• _Source records_
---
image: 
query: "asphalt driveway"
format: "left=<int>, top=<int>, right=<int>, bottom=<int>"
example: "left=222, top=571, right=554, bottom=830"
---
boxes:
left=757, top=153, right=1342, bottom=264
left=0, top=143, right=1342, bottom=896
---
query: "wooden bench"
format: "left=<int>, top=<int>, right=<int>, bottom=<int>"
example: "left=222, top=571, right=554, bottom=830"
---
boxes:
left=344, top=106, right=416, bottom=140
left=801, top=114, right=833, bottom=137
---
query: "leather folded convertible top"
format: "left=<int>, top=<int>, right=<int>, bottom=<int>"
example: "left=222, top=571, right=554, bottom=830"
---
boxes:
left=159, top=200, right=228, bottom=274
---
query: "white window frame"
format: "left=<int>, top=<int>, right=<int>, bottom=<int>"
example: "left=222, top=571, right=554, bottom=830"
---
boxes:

• _Objective_
Convert all of the data above into a JSON list of strings, with each line as its own string and any blank lines left out.

• _Result of this task_
[
  "---",
  "image: ",
  "query: \"asphalt driveway\"",
  "format: \"left=<int>, top=<int>, right=<int>, bottom=<int>\"",
  "example: \"left=222, top=571, right=554, bottom=830\"",
  "---",
  "boxes:",
  "left=757, top=153, right=1342, bottom=264",
  "left=0, top=143, right=1342, bottom=896",
  "---",
  "query: \"wooden bench\"",
  "format: \"left=<int>, top=<int>, right=<int>, bottom=<int>\"",
  "example: \"left=222, top=571, right=554, bottom=830\"",
  "---",
  "boxes:",
  "left=344, top=106, right=416, bottom=140",
  "left=801, top=114, right=833, bottom=137",
  "---",
  "query: \"leather folded convertible top\"",
  "format: \"left=<int>, top=<int>, right=<int>, bottom=<int>\"",
  "example: \"left=222, top=571, right=554, bottom=830\"",
  "---",
  "boxes:",
  "left=159, top=200, right=228, bottom=274",
  "---",
  "query: \"white window frame\"",
  "format: \"left=<int>, top=<int>, right=<int>, bottom=<int>\"",
  "example: \"left=222, top=571, right=554, bottom=830\"",
  "---",
  "boxes:"
]